▶ CHALLENGE: Recast every line of the records below as a Markdown table with the columns Row and Line, numbering the rows and skipping blank lines. Leave the pictures out of the table.

▶ EXTRACTED INFORMATION:
----------
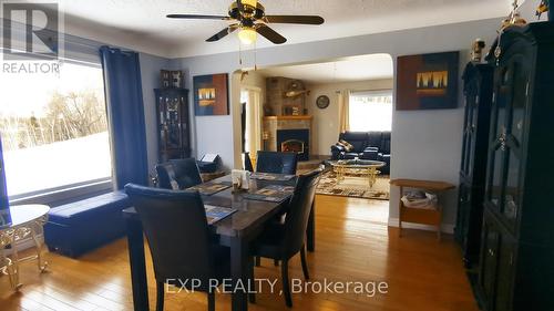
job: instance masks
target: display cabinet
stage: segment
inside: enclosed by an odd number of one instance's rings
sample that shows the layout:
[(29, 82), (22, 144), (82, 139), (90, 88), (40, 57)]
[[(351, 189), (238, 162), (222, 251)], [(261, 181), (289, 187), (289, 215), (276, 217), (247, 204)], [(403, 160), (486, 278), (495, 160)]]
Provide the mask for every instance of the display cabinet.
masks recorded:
----------
▶ RESULT:
| Row | Line |
|---|---|
| 1 | job: instance masks |
| 2 | target: display cabinet |
| 3 | stage: segment |
| 4 | inside: enclosed by an odd number of one instance's rings |
| 5 | sample that shows the layout: |
| 6 | [(29, 82), (22, 144), (82, 139), (90, 88), (40, 57)] |
| 7 | [[(351, 189), (238, 162), (222, 251)], [(261, 181), (289, 187), (289, 215), (276, 217), (247, 204)], [(403, 160), (486, 278), (495, 160)]] |
| 8 | Provide the mask for every instance of the display cabinet. |
| 9 | masks recorded: |